Assignment: Print the lines of the data, starting with the first, up to and including the line where "box: [136, 7, 206, 52]" appears.

Extracted information:
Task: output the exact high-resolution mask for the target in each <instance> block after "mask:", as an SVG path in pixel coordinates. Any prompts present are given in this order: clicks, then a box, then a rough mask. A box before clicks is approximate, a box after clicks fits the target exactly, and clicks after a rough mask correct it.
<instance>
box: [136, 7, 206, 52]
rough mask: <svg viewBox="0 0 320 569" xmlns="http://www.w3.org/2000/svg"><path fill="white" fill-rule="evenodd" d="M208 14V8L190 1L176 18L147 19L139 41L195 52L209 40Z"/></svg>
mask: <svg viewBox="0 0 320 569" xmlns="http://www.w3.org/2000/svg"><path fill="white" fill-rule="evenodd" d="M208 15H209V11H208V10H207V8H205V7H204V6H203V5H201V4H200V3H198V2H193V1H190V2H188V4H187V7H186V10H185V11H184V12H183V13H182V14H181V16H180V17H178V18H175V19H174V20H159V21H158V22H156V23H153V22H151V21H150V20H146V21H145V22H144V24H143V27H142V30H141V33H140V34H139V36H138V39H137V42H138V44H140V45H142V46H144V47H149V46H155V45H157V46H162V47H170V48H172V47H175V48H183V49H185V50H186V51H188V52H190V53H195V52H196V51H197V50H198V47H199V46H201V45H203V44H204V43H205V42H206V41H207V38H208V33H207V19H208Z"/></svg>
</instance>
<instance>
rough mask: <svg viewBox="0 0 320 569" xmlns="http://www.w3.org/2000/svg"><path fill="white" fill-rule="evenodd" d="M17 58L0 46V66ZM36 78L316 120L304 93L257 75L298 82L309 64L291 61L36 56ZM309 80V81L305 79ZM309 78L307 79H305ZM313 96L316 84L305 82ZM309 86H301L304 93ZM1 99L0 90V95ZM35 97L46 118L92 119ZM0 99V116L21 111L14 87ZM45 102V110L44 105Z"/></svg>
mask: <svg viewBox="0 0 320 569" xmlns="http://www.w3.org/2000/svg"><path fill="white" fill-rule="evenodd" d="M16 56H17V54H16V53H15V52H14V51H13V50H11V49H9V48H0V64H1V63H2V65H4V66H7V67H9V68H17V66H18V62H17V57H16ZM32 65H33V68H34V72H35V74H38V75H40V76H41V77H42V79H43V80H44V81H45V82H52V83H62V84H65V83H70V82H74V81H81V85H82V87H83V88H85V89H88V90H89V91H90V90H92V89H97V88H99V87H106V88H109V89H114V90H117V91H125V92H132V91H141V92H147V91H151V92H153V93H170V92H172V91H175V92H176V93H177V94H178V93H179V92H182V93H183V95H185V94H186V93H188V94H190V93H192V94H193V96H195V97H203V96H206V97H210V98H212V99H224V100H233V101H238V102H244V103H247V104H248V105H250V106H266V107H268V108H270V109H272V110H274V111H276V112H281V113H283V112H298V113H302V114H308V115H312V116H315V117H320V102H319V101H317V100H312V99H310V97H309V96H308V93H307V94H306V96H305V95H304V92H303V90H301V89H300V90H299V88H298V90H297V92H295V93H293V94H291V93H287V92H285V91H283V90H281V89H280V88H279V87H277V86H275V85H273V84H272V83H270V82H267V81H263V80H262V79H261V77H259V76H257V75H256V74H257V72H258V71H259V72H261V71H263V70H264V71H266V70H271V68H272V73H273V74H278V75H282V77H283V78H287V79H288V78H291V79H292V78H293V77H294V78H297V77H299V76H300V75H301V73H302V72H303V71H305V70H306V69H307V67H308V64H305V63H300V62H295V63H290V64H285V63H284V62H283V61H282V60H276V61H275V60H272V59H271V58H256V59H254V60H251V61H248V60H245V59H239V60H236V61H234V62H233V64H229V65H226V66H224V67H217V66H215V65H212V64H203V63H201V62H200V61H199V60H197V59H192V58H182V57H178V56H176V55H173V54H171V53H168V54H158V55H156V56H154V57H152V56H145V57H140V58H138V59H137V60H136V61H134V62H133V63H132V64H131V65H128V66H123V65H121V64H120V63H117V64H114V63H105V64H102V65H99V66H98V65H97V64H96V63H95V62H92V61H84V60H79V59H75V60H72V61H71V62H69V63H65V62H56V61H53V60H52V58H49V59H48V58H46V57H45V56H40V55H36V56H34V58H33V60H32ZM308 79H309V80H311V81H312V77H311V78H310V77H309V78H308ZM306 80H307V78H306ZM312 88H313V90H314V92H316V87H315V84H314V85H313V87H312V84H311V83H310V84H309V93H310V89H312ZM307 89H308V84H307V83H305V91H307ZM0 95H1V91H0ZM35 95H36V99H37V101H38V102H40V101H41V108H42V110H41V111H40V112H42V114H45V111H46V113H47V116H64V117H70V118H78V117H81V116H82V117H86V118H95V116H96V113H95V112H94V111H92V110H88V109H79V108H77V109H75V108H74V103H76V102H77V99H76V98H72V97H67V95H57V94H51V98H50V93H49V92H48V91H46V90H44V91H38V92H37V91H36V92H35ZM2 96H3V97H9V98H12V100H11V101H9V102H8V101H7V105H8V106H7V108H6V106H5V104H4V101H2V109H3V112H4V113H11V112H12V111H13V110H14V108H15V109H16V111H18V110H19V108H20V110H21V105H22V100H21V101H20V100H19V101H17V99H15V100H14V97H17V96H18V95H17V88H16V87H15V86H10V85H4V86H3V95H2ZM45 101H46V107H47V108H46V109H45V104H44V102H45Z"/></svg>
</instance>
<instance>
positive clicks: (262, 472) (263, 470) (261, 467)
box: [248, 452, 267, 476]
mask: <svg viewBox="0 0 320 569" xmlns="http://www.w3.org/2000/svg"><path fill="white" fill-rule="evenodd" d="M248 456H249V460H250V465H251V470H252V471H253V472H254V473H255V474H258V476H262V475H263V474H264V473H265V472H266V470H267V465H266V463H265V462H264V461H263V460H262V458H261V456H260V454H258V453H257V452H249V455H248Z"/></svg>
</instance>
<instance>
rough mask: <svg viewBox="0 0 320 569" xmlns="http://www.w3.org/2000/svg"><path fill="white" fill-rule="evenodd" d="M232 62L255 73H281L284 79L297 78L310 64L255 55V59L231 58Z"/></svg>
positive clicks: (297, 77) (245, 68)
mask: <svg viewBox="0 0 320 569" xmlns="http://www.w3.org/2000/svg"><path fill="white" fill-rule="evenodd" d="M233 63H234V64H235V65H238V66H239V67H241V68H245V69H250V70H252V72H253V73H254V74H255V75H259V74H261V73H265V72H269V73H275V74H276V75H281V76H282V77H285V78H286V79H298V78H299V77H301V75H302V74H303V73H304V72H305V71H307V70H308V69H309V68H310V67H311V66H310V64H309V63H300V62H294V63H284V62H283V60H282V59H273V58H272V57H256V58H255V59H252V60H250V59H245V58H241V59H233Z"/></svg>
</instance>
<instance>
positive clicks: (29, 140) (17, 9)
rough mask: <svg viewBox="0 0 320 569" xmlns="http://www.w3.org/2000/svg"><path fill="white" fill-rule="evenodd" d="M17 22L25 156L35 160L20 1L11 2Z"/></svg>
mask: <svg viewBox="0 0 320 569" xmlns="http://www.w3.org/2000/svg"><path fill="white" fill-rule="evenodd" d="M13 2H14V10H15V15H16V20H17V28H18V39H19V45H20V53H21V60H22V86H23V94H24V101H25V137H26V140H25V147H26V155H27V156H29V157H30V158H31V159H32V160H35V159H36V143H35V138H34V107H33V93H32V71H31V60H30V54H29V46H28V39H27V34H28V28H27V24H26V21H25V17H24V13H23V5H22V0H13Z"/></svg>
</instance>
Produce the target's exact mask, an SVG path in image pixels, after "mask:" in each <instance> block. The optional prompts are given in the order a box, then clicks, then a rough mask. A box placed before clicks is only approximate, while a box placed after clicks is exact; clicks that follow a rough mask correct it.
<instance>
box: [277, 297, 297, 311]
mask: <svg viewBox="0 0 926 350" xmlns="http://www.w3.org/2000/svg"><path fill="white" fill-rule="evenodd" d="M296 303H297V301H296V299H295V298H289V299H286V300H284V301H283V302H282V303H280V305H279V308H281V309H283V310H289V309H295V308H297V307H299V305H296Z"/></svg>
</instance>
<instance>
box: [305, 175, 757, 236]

Answer space:
Task: output the exact high-resolution mask for the target in each <instance> block after "mask:", as an SVG path in pixel coordinates. Any prompts present are given in this order: clicks, then a box, then a rough mask. A box before clicks is approximate, a box after clicks fits the target exactly, and clicks after a rough mask correct it.
<instance>
box: [136, 7, 206, 52]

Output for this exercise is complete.